### [Required task]
Can you rescale the data, starting at its first line and stopping after the line that contains "[0,0,896,344]", by writing out every one of those lines in full with each bounding-box coordinate multiplied by 0.4 and rounded to a whole number, halves up? Leave the pictures out of your answer.
============================================================
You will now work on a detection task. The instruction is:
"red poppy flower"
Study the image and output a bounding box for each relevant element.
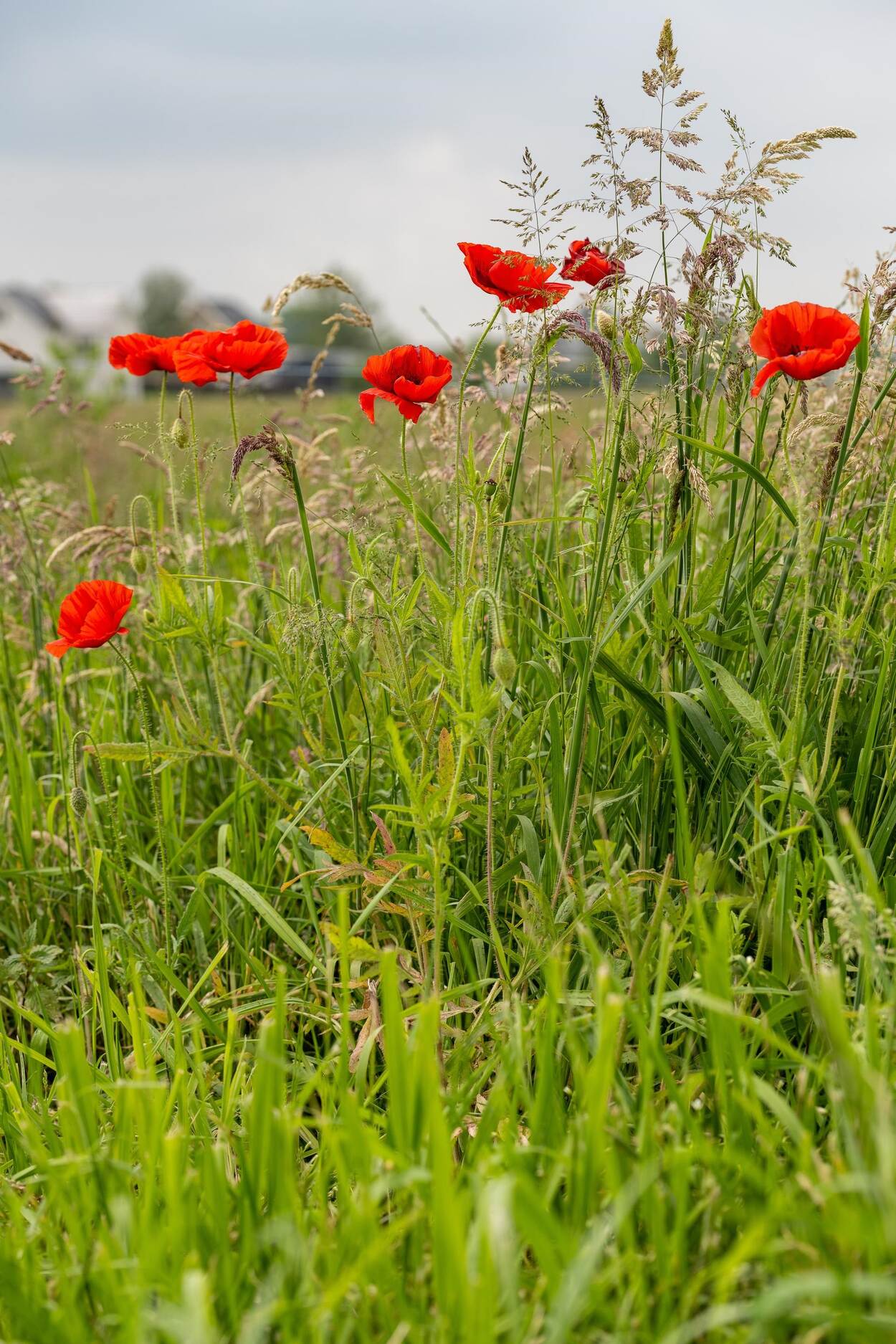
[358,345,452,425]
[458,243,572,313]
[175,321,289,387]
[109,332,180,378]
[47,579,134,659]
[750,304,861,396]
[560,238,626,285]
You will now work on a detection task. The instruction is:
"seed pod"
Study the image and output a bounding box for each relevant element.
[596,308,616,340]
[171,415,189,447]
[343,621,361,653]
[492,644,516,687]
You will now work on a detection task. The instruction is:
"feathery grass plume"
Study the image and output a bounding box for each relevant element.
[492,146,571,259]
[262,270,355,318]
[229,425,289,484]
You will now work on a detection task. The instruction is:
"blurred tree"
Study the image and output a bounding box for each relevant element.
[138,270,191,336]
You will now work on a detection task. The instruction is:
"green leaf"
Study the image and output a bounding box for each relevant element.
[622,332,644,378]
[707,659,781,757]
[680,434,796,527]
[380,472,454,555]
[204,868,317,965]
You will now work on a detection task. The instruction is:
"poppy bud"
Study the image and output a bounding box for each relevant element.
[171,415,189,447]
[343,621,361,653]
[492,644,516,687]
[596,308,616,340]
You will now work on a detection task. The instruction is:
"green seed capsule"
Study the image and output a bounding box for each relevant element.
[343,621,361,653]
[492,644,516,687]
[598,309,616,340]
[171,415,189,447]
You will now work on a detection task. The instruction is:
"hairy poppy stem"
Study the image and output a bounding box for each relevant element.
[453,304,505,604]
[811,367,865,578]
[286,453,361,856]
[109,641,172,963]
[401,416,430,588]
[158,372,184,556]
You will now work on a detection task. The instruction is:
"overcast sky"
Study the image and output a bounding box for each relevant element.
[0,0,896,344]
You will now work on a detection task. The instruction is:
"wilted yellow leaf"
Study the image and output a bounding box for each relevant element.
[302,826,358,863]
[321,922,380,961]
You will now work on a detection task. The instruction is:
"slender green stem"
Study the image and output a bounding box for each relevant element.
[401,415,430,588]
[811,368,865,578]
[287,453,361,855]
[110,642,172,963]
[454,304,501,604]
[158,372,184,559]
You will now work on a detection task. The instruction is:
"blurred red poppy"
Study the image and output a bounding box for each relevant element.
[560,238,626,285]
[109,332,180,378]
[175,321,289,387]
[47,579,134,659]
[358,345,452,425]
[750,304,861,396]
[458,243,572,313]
============================================================
### [Correct response]
You will now work on a detection task. The instruction is:
"red poppy flower"
Study the image and output a bounding box for each relevant element.
[143,138,181,170]
[183,97,229,125]
[70,128,116,155]
[44,133,72,151]
[19,232,54,264]
[300,122,344,158]
[224,95,250,114]
You will now work on a detection task. The instruction is:
"seed pod"
Study the image and output a bounding box for each relevant element.
[238,123,246,136]
[68,166,76,179]
[137,248,144,261]
[197,258,206,275]
You will now work on a detection task. The instruction is:
"feathery grass plume"
Study the image and output a bounding box for each relevant element.
[197,58,228,104]
[105,108,142,127]
[92,170,116,194]
You will now work on a detection task. The instruction is:
"blurred tree"
Study the image and output a bounding box for each relevant element.
[55,108,76,134]
You will now work on a detection task. The instruction is:
"green leaf"
Study the image and output a bounding box for each relevant element.
[249,133,258,151]
[283,264,312,303]
[272,174,318,211]
[152,189,182,222]
[82,347,127,386]
You will now work on a detection task. The instruction is:
"poppy bud"
Study the image and output a bounding box for each relevant element.
[68,166,76,179]
[137,248,144,261]
[197,258,206,275]
[238,123,246,136]
You will now work on a detection task. The instruction is:
"green seed capsule"
Study the image and output a bounding box for each relevant element.
[137,248,144,261]
[197,258,206,275]
[239,124,246,136]
[68,166,76,179]
You will now work on a detection task. The instruction is:
"hairy poppy stem"
Study the image and output a bounding box for each relevant element.
[181,122,202,242]
[324,147,346,231]
[114,181,144,342]
[44,256,69,385]
[160,166,172,235]
[63,149,74,222]
You will now work on a detection task. The instruction is:
"overcast sky"
Study the image and output a bounding box for each relevant element.
[0,0,358,138]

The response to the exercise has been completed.